▶ [PASSAGE PROVIDED]:
------------
Linear Congruential Generator Cryptanalysis: Parameter Recovery and State Prediction

encoding_crypto_classical Difficulté 1–5 30 min certifiable

Théorie

Why This Matters

In 2008 the Debian OpenSSL random-number-generator vulnerability (CVE-2008-0166) demonstrated that a predictable PRNG in a cryptographic context leads directly to full private key recovery — but that bug involved a broken seeding mechanism. A more structurally relevant incident occurred across multiple web frameworks and language runtimes throughout the 2010s: session tokens, CSRF tokens, password-reset links, and two-factor backup codes generated with rand() (glibc) or random.randint() (Python, backed by Mersenne Twister) were recoverable by an attacker who could observe a small number of outputs. The PHP mt_rand() state-recovery attack (fully public since 2011) allows an attacker with two observed outputs to predict all past and future values, enabling account takeover via predictable password-reset tokens. Understanding the LCG attack is the entry point to the broader class of PRNG-exploitation attacks.

Core Concept

A Linear Congruential Generator (LCG) produces a pseudorandom sequence by the recurrence: Xₙ₊₁ = (a · Xₙ + c) mod m, where m is the modulus (determines output range), a is the multiplier, c is the increment, and X₀ is the seed. The output sequence is entirely determined by the tuple (m, a, c, X₀). For the glibc rand() function, the standard parameters are m = 2³¹, a = 1103515245, c = 12345; the function returns bits 30–16 of Xₙ (upper 15 bits).

The violated invariant is unpredictability: an LCG with known (or discoverable) parameters is a deterministic linear map over ℤ/mℤ. Given two consecutive full outputs Xₙ and Xₙ₊₁, the attacker can solve for a and c simultaneously: Xₙ₊₁ − c ≡ a · Xₙ (mod m), yielding a ≡ (Xₙ₊₁ − c) · Xₙ⁻¹ (mod m) if c is known, or using the system of two equations from three consecutive outputs to recover both a and c via modular arithmetic.

If the parameters (m, a, c) are known (e.g., glibc, Java java.util.Random) but only partial outputs are observed (e.g., only the high bits of Xₙ are returned), the truncated LCG attack applies. This is harder and requires a lattice reduction approach (LLL algorithm) over the lattice defined by the linear constraints. Given k truncated outputs where each reveals the top b bits of Xₙ, the attack constructs a lattice whose shortest vector encodes the unknown low-order bits.

The cryptanalytic preconditions are: - Full-output LCG with unknown parameters: 3 consecutive outputs suffice to recover (a, c) via simultaneous modular linear equations. - Full-output LCG with known parameters: 1 output suffices to predict all subsequent values. - Truncated LCG with known parameters: approximately ceil(m / 2^b) consecutive outputs needed for LLL to succeed; in practice, 8–20 outputs for 32-bit moduli with 16-bit truncation.

Python's random module uses the Mersenne Twister (MT19937), not an LCG. MT has a 19937-bit state; given 624 consecutive 32-bit outputs from random.getrandbits(32), the full internal state can be reconstructed using the MT state-recovery attack (xgcd of the tempering transform). This is distinct from but analogous to LCG recovery.
------------
▶ [GIVEN DATA]:
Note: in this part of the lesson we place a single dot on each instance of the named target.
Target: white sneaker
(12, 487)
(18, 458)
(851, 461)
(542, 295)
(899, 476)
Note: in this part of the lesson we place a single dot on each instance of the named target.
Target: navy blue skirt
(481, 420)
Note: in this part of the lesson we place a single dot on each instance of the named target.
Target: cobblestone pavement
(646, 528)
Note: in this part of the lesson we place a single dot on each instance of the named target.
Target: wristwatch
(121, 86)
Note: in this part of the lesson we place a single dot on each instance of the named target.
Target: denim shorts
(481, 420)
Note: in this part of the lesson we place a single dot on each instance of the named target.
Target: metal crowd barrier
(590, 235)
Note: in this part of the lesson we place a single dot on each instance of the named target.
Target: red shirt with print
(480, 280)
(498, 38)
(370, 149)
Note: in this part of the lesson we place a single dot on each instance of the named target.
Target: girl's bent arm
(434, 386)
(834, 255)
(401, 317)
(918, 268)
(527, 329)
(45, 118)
------------
▶ [REQUIRED WORK]:
1. According to the LCG cryptanalysis page, which kinds of values generated with rand() or random.randint() could be recovered by an attacker? List them all.
2. Rewrite all of the records with "lesson" changed to "exercise" and nothing else altered.
The records are unrelated to the LCG cryptanalysis page.

▶ [IN RESPONSE]:
1. Session tokens, CSRF tokens, password-reset links, and two-factor backup codes.

2.
Note: in this part of the exercise we place a single dot on each instance of the named target.
Target: white sneaker
(12, 487)
(18, 458)
(851, 461)
(542, 295)
(899, 476)
Note: in this part of the exercise we place a single dot on each instance of the named target.
Target: navy blue skirt
(481, 420)
Note: in this part of the exercise we place a single dot on each instance of the named target.
Target: cobblestone pavement
(646, 528)
Note: in this part of the exercise we place a single dot on each instance of the named target.
Target: wristwatch
(121, 86)
Note: in this part of the exercise we place a single dot on each instance of the named target.
Target: denim shorts
(481, 420)
Note: in this part of the exercise we place a single dot on each instance of the named target.
Target: metal crowd barrier
(590, 235)
Note: in this part of the exercise we place a single dot on each instance of the named target.
Target: red shirt with print
(480, 280)
(498, 38)
(370, 149)
Note: in this part of the exercise we place a single dot on each instance of the named target.
Target: girl's bent arm
(434, 386)
(834, 255)
(401, 317)
(918, 268)
(527, 329)
(45, 118)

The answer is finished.